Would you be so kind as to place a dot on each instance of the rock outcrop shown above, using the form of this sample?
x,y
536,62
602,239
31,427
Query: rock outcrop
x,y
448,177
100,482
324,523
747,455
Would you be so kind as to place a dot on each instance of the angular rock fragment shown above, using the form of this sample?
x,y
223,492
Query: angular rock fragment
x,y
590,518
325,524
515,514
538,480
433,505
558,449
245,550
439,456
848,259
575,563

# # #

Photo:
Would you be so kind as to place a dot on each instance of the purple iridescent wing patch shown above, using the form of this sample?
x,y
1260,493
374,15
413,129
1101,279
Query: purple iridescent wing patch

# # #

=== Exercise brief ===
Gather each line from the items above that contains the word "angular".

=== Finished exercise ===
Would you be so kind as to place a dot on each instance of the angular rock fragment shown above, using the form of this sample?
Query: angular rock fragment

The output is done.